Task to carry out: Could you transcribe every record below exactly as written, leaving out any pictures?

Entries from a point annotation set
============

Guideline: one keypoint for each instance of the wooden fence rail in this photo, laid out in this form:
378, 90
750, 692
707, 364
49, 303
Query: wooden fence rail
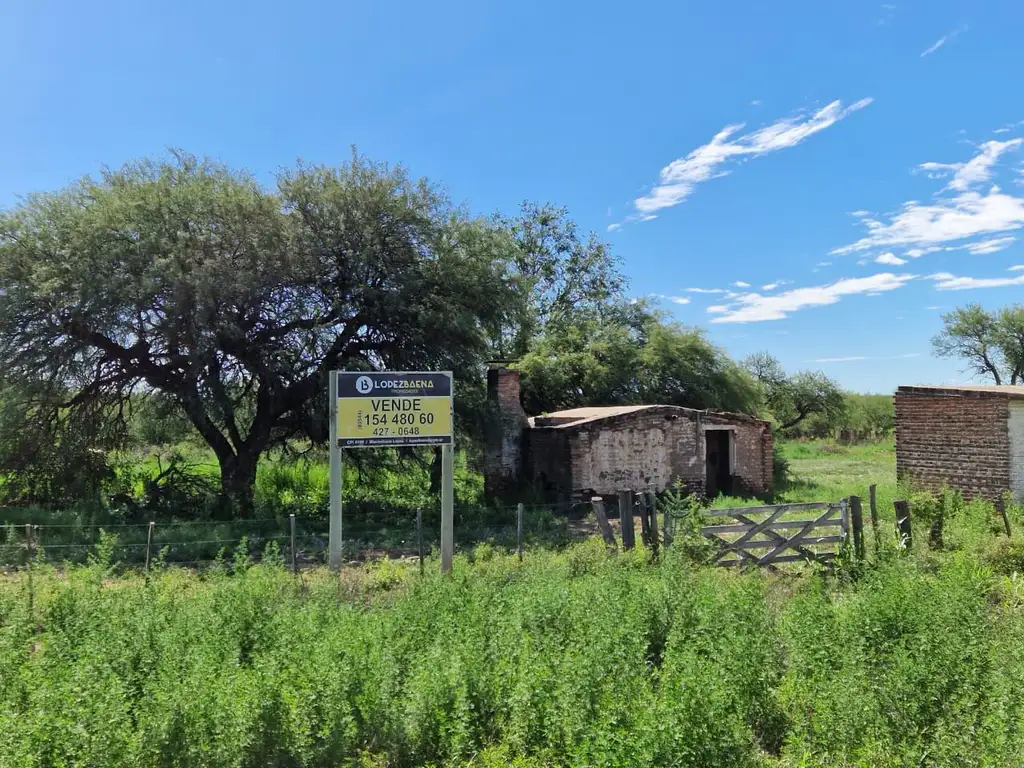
749, 530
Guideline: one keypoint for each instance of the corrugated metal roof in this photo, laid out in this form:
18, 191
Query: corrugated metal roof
578, 416
1006, 389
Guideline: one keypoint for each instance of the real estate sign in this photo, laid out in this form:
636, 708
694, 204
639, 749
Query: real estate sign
377, 410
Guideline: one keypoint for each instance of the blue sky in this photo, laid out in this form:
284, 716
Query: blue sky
838, 174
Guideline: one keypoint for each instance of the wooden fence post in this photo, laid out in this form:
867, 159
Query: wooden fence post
1000, 505
903, 531
28, 562
295, 557
520, 511
871, 493
652, 511
602, 522
668, 526
857, 520
419, 536
626, 519
148, 544
644, 519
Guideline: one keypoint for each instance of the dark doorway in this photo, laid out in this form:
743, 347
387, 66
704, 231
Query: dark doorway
719, 475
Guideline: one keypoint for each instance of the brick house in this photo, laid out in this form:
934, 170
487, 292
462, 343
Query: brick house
969, 438
573, 455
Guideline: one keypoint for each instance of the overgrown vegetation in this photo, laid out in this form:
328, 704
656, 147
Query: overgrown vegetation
573, 658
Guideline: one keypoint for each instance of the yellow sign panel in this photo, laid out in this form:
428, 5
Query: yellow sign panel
394, 409
404, 421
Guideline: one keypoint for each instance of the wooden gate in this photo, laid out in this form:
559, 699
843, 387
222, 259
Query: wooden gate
787, 532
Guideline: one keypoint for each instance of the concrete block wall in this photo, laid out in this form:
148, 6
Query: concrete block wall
953, 438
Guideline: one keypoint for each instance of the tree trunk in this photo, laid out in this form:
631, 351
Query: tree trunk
238, 484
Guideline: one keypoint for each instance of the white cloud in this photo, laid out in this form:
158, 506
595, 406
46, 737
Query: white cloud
990, 246
943, 40
681, 177
976, 170
754, 307
890, 258
947, 282
967, 215
673, 299
916, 253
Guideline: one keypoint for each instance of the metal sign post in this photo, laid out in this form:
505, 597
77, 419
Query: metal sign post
388, 410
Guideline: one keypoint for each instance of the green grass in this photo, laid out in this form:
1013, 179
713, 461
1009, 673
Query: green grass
569, 658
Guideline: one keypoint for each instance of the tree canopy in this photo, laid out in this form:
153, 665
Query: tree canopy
629, 354
791, 399
189, 280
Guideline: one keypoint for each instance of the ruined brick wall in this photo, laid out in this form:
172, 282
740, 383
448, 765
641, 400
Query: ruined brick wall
753, 469
954, 438
503, 458
655, 448
547, 463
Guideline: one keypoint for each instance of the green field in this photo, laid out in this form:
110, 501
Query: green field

============

Response:
Guideline: one keypoint for each instance of the wooden fence rail in this photo, laid out in this form:
378, 90
750, 692
707, 364
49, 303
Query: wooden fence rail
749, 530
Guideline: one keypoint for each instance of the corrugated metal roof in this photo, laid out in this form:
18, 191
Query: corrugated metal roof
578, 416
1006, 389
Guideline: one keypoint for each instance of the real estate sign in this photo, laid out in this form:
636, 708
694, 204
639, 749
Query: real estate sign
377, 410
Guideline: one keypoint for each instance of the blue sky in this photo, laid out in this form:
284, 716
Query: blue sky
838, 174
Guideline: one keypoint for each instance of the wooden fence post in this photo, laid out in this form:
867, 159
Query: wooden fence post
1000, 505
903, 531
28, 562
295, 557
520, 511
871, 493
652, 511
602, 522
668, 526
857, 520
419, 536
626, 519
148, 544
644, 519
Guideline: one keypoint for each instance of the dark doorway in this photo, laid out in this form:
743, 347
387, 66
704, 231
Query: dark doorway
719, 475
Guideline: one keypoint for each instance of the brick house in this photo, laid out in this form:
934, 170
487, 292
462, 343
Query: brick house
969, 438
573, 455
Guideline: one keypoint for each instance of the overgrown vegetation in this photo, laid out in this form:
328, 704
656, 147
Query: overgrown vegetation
573, 658
Guideline: one keypoint for each instance of the yellow sign panel in this photo, laid out in this form:
428, 5
Query: yellow sign panel
394, 409
404, 421
Guideline: one keypoint for each instance of the wooden gate in this photo, laid out in this form:
559, 699
843, 387
222, 259
Query: wooden gate
787, 532
Guideline: one keypoint for each instance of the concrete block wall in this photo, laid out in this form:
148, 6
Query: concrete block wall
953, 438
Guideline: one keypoint for each instance of the tree trunk in this photo, laid out in this form:
631, 351
Query: tree trunk
238, 484
Guideline: one keypoint for each instance of the white cloud in this photo, laid out in this form:
158, 506
595, 406
46, 737
Query: white cloud
990, 246
943, 40
681, 177
976, 170
754, 307
890, 258
947, 282
967, 215
673, 299
916, 253
Guideline: one keypoint for each instance of the metal sign post in this photo, laid out in this form:
505, 597
77, 419
Query: metal sign post
388, 410
Guideline: one keypoint for each instance of the green grass in this photo, laid out in this form:
1013, 179
713, 461
1009, 673
Query: green grass
569, 658
Guideline: one keypoint for each instance of the tree canopy in this photo, laid out in this form:
153, 665
Query: tree canopy
629, 354
791, 399
189, 280
Guideline: one keypoint for each instance of the ruined brick wall in this photo, laid out in this form:
172, 282
740, 383
448, 765
641, 400
Query: ruined brick wall
753, 469
954, 438
503, 458
655, 448
547, 463
Guideline: one keypoint for each instance of the green field in this photo, laid out in this form:
110, 501
Query: green field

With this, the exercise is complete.